• [Required task]: Locate each line in the items below that contains the string "wrapped" and copy those lines out.
Start of Provided entries
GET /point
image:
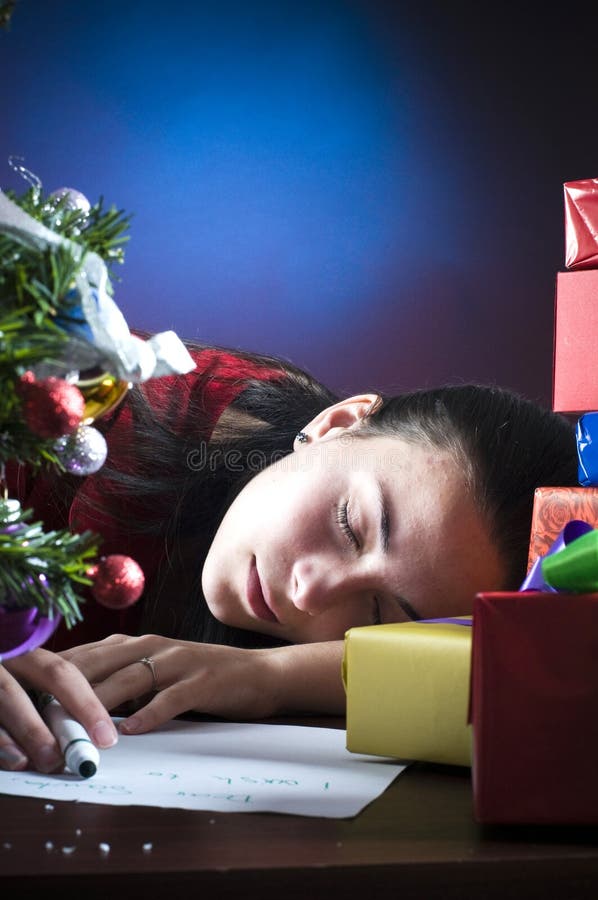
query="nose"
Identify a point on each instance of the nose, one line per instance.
(318, 585)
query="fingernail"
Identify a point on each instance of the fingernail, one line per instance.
(130, 726)
(12, 759)
(104, 734)
(48, 759)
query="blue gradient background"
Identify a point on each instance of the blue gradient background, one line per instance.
(372, 190)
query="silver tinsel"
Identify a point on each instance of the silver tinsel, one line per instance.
(83, 452)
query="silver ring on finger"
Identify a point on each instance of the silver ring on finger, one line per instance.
(149, 663)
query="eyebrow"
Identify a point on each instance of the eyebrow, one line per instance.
(384, 522)
(384, 541)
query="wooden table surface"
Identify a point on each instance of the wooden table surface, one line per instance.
(417, 840)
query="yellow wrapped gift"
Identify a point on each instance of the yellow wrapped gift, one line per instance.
(407, 689)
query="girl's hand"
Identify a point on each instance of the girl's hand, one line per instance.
(25, 740)
(208, 678)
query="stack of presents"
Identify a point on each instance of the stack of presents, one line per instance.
(512, 691)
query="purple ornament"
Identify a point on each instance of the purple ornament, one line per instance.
(22, 630)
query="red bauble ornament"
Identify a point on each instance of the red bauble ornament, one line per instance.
(118, 581)
(51, 407)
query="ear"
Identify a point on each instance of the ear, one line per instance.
(339, 417)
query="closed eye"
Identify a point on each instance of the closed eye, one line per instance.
(342, 518)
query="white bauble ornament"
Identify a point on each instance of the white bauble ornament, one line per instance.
(72, 199)
(83, 452)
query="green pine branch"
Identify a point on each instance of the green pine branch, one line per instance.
(45, 569)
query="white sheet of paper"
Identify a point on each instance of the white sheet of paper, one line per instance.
(224, 767)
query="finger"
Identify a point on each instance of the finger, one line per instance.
(163, 707)
(11, 755)
(25, 734)
(51, 673)
(98, 661)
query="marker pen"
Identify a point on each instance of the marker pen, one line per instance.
(80, 754)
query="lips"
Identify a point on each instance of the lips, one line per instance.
(255, 595)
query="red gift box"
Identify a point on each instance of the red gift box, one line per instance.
(534, 703)
(575, 368)
(581, 223)
(553, 508)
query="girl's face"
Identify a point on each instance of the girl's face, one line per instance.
(346, 532)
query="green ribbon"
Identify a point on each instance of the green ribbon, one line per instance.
(575, 567)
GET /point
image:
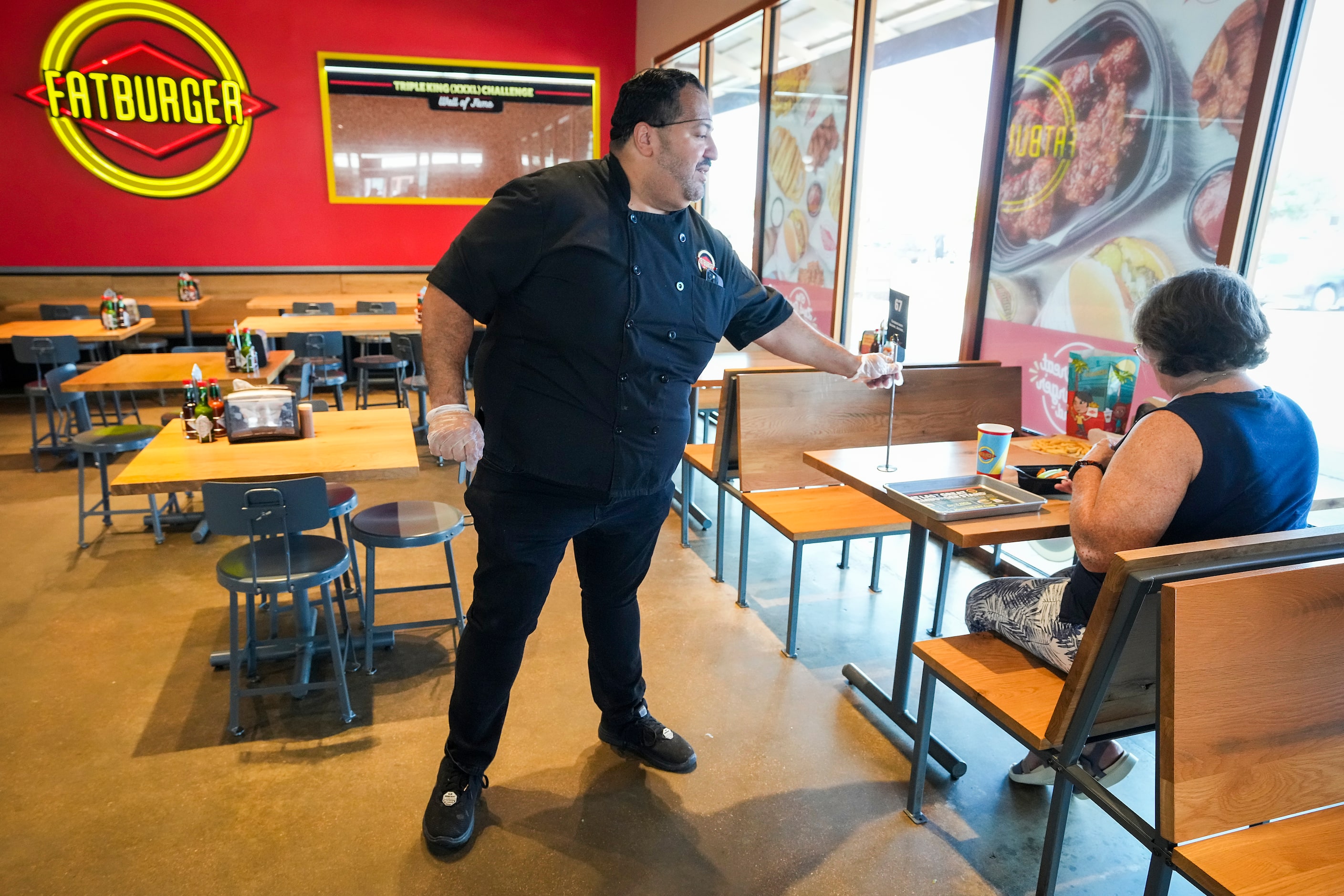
End of Provided entries
• [Result]:
query="yellow wrapped gift"
Identify a point on each instance of the yellow wrapped gift, one line per instance.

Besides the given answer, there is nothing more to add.